* How to complete this task *
Copy out each line of the entries where the word "blurred" is present.
[Given records — start]
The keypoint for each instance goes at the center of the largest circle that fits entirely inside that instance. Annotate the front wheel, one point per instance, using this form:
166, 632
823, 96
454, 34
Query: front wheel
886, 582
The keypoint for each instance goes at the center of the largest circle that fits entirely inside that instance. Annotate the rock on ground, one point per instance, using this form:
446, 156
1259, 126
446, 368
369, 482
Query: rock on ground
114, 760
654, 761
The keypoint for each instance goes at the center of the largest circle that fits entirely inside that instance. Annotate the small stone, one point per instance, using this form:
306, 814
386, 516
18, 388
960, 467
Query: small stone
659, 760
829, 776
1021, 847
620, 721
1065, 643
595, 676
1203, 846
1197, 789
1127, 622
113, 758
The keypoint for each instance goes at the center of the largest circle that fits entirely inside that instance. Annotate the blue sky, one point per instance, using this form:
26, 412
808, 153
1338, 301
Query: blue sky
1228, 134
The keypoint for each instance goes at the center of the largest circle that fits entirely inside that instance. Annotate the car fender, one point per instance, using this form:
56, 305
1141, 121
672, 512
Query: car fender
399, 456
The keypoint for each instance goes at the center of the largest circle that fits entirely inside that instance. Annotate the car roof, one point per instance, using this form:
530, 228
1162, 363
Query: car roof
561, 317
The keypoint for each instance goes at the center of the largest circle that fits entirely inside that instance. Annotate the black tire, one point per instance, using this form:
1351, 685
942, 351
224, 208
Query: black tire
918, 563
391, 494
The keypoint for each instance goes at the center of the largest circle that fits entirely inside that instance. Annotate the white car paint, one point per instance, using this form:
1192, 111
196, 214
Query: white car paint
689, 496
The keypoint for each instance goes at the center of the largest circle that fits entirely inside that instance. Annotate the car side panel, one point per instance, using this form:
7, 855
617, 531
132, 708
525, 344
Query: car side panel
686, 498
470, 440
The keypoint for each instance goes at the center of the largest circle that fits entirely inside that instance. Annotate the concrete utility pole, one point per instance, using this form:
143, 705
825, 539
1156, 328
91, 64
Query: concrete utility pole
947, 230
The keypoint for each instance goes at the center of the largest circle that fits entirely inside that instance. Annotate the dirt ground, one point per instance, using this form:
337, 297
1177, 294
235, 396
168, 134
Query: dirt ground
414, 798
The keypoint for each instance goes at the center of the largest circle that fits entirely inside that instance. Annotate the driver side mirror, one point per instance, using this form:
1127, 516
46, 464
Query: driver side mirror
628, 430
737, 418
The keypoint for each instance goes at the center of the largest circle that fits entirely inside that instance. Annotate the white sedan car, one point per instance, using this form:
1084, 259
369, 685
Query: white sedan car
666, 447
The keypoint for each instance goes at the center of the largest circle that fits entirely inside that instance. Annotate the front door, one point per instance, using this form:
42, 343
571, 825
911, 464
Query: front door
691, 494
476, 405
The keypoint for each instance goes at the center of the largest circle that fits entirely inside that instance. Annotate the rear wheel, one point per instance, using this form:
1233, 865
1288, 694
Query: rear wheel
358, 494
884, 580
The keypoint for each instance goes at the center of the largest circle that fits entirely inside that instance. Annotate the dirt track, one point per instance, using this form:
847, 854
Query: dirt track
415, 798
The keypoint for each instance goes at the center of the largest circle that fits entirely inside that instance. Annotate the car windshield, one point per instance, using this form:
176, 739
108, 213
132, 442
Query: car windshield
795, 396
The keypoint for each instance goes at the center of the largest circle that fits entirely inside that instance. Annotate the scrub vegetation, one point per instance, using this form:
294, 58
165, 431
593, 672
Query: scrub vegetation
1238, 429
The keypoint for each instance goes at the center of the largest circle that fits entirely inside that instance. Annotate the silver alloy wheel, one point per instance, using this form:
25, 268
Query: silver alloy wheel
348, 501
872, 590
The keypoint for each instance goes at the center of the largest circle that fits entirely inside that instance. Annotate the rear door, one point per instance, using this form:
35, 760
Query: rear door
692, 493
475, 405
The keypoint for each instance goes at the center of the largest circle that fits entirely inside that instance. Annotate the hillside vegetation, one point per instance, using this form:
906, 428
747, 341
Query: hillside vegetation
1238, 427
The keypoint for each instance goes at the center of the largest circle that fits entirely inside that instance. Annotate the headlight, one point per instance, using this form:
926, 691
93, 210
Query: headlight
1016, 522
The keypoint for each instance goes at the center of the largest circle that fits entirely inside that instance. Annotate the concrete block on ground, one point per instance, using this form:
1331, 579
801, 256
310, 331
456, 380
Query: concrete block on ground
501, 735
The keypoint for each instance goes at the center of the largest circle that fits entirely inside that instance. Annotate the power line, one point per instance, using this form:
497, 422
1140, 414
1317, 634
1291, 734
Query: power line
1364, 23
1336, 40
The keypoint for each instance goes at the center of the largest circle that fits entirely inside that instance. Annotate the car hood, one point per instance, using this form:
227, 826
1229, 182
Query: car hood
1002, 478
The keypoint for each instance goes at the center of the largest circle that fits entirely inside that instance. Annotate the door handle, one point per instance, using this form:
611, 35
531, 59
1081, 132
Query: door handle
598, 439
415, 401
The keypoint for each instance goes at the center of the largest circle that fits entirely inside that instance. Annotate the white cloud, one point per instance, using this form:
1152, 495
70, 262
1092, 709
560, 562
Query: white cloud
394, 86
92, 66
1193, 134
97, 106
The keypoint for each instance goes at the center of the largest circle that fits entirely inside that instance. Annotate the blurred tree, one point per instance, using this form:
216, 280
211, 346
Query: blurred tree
[Given records — finish]
* Result of the task *
The keypoint for each instance goes at the center of the largest circle that fits entirely inside that instance. Annotate the blurred tree, one point per instance, using this form:
Query: blurred tree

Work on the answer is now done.